start

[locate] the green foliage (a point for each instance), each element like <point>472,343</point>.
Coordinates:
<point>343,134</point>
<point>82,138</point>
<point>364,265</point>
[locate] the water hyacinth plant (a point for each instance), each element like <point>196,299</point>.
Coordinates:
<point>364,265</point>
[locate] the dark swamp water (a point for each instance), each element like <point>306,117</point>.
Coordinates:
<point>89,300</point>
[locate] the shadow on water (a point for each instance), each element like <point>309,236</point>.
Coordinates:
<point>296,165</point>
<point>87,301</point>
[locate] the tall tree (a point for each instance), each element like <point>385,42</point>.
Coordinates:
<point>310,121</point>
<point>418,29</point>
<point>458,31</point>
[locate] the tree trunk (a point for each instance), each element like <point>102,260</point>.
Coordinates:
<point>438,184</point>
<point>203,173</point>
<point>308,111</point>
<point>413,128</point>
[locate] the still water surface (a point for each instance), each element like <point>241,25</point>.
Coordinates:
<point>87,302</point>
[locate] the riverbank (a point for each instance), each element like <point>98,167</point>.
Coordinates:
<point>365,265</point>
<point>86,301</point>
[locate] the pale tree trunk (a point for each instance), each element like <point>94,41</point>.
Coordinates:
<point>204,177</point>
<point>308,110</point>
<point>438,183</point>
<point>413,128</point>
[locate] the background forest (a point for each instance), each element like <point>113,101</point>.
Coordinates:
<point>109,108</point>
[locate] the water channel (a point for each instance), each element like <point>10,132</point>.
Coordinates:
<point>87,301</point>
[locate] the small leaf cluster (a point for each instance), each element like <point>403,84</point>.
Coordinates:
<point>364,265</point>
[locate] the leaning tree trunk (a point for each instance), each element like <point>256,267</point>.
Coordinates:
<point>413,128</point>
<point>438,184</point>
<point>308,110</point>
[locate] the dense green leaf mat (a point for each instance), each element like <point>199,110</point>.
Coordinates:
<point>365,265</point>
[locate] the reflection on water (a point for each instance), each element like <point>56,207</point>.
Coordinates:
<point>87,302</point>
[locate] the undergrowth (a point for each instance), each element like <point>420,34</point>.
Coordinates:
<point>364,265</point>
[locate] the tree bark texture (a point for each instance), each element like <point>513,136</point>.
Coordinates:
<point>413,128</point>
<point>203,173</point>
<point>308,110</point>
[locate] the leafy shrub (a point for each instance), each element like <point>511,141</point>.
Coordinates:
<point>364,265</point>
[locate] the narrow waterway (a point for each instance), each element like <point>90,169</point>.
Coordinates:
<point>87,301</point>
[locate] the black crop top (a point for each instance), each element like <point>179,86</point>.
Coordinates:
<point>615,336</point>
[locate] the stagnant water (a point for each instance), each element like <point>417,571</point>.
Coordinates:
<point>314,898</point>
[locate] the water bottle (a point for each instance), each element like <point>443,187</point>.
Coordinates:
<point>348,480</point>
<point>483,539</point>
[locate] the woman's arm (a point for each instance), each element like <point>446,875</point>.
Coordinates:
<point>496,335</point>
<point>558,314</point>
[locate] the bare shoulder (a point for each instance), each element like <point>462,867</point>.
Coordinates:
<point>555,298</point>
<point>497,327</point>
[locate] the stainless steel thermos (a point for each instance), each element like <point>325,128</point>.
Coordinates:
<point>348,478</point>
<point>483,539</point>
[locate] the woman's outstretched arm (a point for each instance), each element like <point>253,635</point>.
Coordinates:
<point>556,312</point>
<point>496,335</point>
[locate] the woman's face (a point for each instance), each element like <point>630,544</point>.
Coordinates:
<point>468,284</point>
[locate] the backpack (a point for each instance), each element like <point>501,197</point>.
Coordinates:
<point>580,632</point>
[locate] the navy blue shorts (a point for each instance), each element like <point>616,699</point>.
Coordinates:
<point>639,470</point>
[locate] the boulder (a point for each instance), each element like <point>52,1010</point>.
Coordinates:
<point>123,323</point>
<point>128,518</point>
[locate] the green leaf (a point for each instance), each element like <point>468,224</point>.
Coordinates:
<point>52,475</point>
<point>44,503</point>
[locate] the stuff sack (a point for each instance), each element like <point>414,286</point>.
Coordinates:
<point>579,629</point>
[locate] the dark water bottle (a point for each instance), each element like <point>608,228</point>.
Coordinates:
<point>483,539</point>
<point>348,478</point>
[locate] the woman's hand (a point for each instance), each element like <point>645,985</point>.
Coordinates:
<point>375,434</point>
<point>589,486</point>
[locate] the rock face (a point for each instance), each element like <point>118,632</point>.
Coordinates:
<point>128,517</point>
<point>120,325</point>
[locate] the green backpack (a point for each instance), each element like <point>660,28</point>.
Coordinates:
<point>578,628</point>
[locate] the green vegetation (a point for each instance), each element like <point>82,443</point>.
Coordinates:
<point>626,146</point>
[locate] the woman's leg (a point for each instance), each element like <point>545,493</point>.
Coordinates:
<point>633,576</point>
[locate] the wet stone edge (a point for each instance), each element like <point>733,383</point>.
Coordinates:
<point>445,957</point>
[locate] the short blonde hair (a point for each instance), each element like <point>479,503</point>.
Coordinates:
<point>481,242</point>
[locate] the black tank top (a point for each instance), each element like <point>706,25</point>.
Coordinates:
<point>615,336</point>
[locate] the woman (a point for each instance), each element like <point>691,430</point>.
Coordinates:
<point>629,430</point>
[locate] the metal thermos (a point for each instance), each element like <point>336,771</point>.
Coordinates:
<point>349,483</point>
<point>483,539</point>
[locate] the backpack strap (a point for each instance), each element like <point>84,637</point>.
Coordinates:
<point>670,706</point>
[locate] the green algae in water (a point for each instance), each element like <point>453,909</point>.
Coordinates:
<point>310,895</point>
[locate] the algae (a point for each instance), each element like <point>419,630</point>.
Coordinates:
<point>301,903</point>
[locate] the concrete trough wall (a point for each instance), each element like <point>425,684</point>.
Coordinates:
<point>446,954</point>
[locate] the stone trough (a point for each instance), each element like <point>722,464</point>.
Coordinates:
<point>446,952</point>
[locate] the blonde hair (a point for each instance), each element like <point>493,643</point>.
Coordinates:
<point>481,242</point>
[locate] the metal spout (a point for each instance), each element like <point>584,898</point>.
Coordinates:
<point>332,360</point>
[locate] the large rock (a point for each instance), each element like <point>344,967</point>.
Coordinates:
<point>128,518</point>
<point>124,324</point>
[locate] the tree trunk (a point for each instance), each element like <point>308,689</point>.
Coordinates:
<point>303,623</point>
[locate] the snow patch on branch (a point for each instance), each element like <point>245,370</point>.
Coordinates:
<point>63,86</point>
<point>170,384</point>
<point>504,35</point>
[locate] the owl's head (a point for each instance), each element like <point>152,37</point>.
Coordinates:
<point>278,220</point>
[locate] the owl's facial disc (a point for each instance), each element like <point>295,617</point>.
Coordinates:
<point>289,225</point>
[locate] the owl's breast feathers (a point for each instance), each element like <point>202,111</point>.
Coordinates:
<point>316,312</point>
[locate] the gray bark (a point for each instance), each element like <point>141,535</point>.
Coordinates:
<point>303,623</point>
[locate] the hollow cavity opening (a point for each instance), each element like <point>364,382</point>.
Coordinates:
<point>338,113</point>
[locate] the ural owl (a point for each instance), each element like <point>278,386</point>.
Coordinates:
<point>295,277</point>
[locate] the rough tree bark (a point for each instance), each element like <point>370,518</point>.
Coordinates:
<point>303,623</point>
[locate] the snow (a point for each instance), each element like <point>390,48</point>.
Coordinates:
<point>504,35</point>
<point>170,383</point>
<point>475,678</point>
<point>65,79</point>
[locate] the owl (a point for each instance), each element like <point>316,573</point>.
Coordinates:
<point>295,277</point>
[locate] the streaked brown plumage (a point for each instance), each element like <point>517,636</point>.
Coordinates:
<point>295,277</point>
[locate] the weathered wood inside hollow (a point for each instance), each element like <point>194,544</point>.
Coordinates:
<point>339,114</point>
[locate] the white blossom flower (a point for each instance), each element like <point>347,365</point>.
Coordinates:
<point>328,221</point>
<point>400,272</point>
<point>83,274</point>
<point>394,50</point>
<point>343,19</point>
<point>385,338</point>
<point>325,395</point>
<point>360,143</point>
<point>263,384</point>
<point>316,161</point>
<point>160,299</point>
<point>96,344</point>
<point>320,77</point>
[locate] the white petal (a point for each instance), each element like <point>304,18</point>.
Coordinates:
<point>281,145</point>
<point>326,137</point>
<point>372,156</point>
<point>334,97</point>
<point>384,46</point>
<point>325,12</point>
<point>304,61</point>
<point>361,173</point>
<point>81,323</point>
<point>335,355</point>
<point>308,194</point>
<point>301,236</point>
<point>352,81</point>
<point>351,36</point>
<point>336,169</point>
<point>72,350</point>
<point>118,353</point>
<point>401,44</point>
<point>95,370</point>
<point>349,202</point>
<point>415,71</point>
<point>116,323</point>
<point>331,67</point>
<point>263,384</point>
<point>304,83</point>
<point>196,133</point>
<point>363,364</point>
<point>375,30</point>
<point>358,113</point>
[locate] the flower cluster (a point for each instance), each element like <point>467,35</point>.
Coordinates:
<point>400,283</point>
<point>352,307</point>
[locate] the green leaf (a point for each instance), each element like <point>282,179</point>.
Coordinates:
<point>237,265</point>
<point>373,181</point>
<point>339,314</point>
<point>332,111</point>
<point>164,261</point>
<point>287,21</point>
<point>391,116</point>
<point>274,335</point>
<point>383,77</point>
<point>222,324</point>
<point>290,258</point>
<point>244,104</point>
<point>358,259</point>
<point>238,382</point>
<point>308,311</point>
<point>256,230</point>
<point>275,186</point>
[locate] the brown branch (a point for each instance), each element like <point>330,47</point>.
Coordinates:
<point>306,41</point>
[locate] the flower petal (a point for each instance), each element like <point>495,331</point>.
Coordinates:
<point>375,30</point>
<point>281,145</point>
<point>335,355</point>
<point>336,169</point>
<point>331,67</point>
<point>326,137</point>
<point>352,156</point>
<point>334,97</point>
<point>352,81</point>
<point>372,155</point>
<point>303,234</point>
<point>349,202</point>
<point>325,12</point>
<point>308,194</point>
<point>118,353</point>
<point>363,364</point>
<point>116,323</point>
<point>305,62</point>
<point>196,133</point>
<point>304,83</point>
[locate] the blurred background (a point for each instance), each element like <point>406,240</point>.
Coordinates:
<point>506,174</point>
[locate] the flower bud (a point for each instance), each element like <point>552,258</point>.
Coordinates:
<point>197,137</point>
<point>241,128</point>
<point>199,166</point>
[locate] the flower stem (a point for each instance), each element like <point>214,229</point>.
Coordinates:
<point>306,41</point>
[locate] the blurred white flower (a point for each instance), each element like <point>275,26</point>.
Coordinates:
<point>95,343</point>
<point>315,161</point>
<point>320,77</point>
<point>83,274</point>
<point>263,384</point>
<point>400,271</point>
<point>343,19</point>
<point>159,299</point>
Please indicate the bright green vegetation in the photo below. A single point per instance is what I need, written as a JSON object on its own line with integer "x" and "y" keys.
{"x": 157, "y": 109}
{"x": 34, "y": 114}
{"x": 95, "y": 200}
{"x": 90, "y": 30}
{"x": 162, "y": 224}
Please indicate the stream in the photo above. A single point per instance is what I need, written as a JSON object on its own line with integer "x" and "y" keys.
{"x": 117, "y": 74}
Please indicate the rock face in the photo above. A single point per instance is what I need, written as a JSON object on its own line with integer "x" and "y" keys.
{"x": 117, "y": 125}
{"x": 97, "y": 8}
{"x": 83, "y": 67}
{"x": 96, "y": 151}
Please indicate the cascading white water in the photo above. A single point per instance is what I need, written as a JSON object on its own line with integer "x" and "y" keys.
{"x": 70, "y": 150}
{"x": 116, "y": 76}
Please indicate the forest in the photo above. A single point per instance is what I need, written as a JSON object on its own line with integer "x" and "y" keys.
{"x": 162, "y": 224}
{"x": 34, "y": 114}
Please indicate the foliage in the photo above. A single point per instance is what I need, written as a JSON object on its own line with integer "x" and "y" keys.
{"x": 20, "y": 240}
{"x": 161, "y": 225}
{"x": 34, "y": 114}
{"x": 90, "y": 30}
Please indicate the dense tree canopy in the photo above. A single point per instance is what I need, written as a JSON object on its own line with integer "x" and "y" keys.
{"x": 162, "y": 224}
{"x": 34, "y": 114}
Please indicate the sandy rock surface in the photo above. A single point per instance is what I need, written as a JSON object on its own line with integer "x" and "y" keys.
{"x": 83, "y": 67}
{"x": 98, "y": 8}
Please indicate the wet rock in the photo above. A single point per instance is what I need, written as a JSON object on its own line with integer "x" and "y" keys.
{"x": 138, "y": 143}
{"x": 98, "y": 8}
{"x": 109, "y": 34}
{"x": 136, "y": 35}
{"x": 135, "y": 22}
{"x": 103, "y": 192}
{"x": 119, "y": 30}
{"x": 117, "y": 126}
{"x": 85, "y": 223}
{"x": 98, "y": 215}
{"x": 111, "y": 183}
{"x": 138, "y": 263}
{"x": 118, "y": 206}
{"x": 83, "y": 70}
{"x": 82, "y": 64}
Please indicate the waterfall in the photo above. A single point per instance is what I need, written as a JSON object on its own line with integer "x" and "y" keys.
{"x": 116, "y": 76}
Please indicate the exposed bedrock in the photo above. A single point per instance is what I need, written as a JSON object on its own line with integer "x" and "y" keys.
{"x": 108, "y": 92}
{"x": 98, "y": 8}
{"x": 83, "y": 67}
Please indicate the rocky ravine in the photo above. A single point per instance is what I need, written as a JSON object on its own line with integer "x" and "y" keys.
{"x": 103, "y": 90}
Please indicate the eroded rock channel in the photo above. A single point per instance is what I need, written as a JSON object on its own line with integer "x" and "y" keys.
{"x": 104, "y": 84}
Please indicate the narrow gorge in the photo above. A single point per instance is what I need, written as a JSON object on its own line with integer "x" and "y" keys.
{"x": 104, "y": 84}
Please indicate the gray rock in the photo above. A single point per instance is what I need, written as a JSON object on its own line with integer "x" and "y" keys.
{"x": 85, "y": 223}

end

Exercise goal: Can you reproduce the material from the line with "[locate] the brown" up to and including the line with "<point>506,174</point>", with nothing outside that span, keeping the requests but scaling every answer coordinate by 2.05 and rounding to whole numbers, halves up? Leave the coordinates in the requests and their format samples unchanged.

Exercise answer:
[locate] the brown branch (a point for each instance), each element like <point>330,47</point>.
Coordinates:
<point>627,84</point>
[locate] the flower petal (a point for each instance), each element like <point>495,331</point>.
Coordinates:
<point>769,62</point>
<point>576,297</point>
<point>687,728</point>
<point>689,346</point>
<point>679,137</point>
<point>668,281</point>
<point>722,320</point>
<point>685,199</point>
<point>722,166</point>
<point>763,318</point>
<point>621,480</point>
<point>715,414</point>
<point>666,25</point>
<point>631,398</point>
<point>242,724</point>
<point>744,746</point>
<point>238,662</point>
<point>625,127</point>
<point>402,273</point>
<point>623,170</point>
[locate] the blurred background (a point for each instance), each element like <point>406,240</point>.
Coordinates:
<point>1037,357</point>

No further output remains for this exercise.